##### Given information #####

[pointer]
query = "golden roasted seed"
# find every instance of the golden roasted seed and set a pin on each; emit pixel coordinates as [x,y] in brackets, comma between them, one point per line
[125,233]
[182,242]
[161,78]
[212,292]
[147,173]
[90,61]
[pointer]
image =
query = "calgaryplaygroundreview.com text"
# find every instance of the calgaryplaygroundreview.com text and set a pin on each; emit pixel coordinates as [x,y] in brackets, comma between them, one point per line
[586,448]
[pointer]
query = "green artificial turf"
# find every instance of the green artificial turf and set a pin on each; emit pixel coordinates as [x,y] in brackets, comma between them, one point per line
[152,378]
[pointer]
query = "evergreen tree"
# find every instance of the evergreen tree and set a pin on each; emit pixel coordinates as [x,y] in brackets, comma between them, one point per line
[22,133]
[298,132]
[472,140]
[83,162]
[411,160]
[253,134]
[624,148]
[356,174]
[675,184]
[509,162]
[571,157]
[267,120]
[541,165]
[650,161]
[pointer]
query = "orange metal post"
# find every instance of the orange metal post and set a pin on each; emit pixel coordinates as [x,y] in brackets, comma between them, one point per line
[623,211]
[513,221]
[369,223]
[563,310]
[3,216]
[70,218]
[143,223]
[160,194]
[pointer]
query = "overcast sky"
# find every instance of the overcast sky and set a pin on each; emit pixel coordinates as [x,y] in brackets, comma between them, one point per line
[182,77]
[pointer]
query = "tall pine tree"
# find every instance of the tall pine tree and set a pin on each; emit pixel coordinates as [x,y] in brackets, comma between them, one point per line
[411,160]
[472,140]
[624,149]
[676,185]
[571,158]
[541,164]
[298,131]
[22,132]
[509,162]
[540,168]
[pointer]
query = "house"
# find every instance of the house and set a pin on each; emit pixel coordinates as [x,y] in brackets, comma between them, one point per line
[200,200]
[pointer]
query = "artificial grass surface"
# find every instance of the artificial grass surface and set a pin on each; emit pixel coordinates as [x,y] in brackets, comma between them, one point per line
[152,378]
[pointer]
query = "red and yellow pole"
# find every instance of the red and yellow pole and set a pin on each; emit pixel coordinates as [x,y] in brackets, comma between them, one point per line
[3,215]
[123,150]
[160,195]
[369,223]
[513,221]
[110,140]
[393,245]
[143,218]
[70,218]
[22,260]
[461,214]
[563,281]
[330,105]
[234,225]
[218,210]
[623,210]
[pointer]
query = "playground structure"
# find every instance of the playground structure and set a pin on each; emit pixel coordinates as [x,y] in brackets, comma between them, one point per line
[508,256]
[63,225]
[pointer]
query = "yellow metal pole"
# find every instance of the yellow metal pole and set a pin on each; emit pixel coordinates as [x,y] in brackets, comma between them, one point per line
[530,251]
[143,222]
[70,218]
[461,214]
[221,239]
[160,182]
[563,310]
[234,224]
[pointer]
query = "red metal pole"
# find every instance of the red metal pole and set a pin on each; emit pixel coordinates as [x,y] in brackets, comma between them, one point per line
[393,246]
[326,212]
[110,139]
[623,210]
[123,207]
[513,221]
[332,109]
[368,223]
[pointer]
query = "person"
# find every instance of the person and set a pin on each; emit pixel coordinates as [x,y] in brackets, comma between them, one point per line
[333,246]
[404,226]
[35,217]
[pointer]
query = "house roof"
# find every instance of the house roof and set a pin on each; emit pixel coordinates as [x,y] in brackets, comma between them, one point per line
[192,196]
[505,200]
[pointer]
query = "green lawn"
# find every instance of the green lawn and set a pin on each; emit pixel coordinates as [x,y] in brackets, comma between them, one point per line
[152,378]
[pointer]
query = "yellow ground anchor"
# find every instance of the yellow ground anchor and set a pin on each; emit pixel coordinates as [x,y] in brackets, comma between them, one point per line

#####

Tally the lines of the listing that contain the word "roof". Give only the number.

## [Answer to the task]
2